**ACTION ITEM:** Write out all of the entries, matching the original exactly.

Segment Open

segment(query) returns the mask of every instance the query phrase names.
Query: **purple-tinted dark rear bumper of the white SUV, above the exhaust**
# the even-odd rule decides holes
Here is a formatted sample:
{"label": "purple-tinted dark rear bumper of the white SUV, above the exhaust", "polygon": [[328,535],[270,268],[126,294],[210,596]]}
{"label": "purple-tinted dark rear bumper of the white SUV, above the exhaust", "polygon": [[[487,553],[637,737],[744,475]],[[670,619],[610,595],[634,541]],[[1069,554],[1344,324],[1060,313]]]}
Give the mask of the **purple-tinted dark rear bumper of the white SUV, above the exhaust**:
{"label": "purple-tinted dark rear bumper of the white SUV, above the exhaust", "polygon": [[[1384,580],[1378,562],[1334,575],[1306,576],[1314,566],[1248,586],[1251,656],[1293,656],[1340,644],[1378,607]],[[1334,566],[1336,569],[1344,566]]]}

Segment Closed

**RESULT OF THIS EXERCISE:**
segment(query) returns the mask of every instance the query phrase names.
Query: **purple-tinted dark rear bumper of the white SUV, above the exhaust**
# the even-odd rule decides holes
Here is a formatted sample:
{"label": "purple-tinted dark rear bumper of the white SUV, above the exhaust", "polygon": [[328,535],[270,268],[126,294],[210,596]]}
{"label": "purple-tinted dark rear bumper of the white SUV, above the exhaust", "polygon": [[[487,553],[637,737],[744,475]],[[670,619],[610,595],[634,541]],[[1069,554],[1344,324],[1060,313]]]}
Give the mask of the **purple-tinted dark rear bumper of the white SUV, above the exhaust**:
{"label": "purple-tinted dark rear bumper of the white SUV, above the exhaust", "polygon": [[[1384,580],[1378,562],[1334,575],[1306,576],[1314,566],[1248,586],[1251,656],[1293,656],[1340,644],[1378,607]],[[1334,566],[1336,569],[1344,566]]]}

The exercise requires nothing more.